But, then it can be unsatisfying for the student to hear the teacher say “oh, and finally, this situation is rarely actually produced in nature”.
So, what do we do?
The question for me is – are we talking about a simplification (like saying there are three types of plate boundaries), or are we talking about something that historically has been used to describe the way rivers evolve, but which is just wrong (like a geosynclinal model of mountain building). My impression from my colleague’s rant (which was similar to Kyle’s comments) was that teaching river evolution in stages was like teaching geosynclinal theory.
As for what I do, as simplification: I focus on processes (though the entire intro class). In the case of rivers, I use the concept of discharge (and its effect on erosion and sedimentation) to talk about the way rivers behave. (We measure discharge in a lab, and it’s tied into the group project in lab, and the USGS web sites provide all kinds of immediate data that can be discussed during class, so it’s easy to come back to the concept.). I spend more time discussing how a given river behaves during floods and about how humans affect river systems (by building dams, by building levees, by quarrying sand & gravel from the beds locally) than I do talking about landscape evolution.
The geomorphologist in my department now doesn’t focus on rivers, so I haven’t gotten feedback about whether the approach works to get students ready for geomorphology and/or senior theses on rivers. But it fits with the kind of work that my old fluvial colleague did with his senior thesis students ten years ago.
Fair enough — well parsed, Kim: is this model “simple” or “wrong”?
I guess the “stage” aspect of it is the “wrong” part — the evolutionary, dynamic aspect of it. But what about the idea that rivers incise downward until they equilibrate to their base level (local or ultimate); and once equilibrated, the river is likely to widen its valley through meandering and associated lateral erosion? Is that a false notion?
Kyle’s example of meanders along some stretches of the Truckee or the Owens Rivers suggests to me that they are locally adjusted to local base levels — i.e., the gradient has been minimized along that particular stretch of river. Maybe “mature” is the wrong adjective to apply to such a state, but is the consensus that “locally adjusted to local base level” is the best description of such a situation? Or is that (a) too simple, or (b) plain wrong?
I appreciate Kim sharing her approach here — I’d be keen to hear what others do. I think the human-centric approach is a good one, though it’s also one I find less intellectually engaging than an explanation of landscape. My experience is that many people begin their engagement with geology with the question of “Why does this landscape look the way it does?”
This discussion prompted me go back to the materials that I’ve used over the years to homeschool my high school freshmen in earth science, and see what they say about rivers. The results were very interesting.
The two resources I have that are meant to be used as curricula, Milliken Geology (a workbook with transparencies and fill-in pages) and the Plato Web Learning Network (a graphics and animation-based online course), both use Davis’ model of youth, maturity and old age. Plato also adds rejuvenated rivers as a fourth stage.
One of the two reference books I use, Dorling Kindersley Publishing’s “Visual Dictionary of the Earth,” does not use the terms youth, maturity, or old age, preferring to describe river features in terms of upland, valley and delta, though it does use the word “early” in describing a river’s upland stage.

▸ **TASK INSTRUCTIONS**
**1.** In the discussion about teaching river evolution, what fourth stage does the Plato Web Learning Network add to Davis' model?
**2.** Repeat a passage from the discussion about teaching river evolution. Begin at the words "This discussion prompted" and stop after "were very interesting.".
**3.** In the discussion about teaching river evolution, which ways that humans affect river systems are named?

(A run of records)
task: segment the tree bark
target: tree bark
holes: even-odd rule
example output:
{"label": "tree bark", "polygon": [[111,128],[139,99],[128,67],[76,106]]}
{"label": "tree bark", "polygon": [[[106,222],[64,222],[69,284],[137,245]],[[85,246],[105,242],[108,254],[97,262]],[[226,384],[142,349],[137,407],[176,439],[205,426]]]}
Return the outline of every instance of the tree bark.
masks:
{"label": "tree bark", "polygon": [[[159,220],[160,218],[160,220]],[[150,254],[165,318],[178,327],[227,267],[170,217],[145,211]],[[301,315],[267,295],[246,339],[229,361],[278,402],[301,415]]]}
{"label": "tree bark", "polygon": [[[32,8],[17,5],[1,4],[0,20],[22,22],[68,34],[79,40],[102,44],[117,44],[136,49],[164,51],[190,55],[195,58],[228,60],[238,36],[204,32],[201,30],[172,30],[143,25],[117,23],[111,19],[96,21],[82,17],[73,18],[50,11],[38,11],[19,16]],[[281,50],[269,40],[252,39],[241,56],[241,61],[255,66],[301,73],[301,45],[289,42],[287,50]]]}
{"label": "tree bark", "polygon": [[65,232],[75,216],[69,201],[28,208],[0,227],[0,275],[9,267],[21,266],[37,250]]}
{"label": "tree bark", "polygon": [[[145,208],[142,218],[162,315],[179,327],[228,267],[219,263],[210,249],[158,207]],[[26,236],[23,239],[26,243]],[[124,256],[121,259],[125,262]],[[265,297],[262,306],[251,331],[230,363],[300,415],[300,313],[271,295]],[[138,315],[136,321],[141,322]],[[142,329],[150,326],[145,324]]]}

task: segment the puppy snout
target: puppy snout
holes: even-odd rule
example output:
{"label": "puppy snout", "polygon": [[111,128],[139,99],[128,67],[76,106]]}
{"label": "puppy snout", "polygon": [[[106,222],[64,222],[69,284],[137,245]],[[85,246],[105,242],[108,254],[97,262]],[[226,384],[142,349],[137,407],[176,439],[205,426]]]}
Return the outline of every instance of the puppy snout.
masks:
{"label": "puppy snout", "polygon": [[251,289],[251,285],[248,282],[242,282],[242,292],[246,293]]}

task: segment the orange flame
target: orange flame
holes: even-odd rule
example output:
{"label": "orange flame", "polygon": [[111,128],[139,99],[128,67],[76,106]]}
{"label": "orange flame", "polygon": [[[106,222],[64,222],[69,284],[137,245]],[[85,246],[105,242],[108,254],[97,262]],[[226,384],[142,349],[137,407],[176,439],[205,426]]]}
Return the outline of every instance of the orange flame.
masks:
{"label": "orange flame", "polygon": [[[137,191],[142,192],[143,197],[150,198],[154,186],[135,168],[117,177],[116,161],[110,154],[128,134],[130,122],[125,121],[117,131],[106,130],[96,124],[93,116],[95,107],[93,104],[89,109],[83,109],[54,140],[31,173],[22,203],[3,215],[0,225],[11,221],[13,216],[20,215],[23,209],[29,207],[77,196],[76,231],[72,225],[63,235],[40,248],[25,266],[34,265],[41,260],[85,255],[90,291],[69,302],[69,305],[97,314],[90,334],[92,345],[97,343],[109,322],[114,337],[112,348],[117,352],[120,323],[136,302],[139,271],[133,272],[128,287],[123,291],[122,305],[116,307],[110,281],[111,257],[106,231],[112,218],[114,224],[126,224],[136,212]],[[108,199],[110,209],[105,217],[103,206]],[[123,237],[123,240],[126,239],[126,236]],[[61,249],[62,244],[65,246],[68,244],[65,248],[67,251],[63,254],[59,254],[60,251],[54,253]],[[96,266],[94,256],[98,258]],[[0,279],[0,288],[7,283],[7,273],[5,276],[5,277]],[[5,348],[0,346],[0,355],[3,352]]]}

▸ **WRITTEN ANSWERS**
**1.** Rejuvenated rivers.

**2.**
This discussion prompted me go back to the materials that I’ve used over the years to homeschool my high school freshmen in earth science, and see what they say about rivers. The results were very interesting.

**3.**
- Building dams
- Building levees
- Quarrying sand & gravel from the beds locally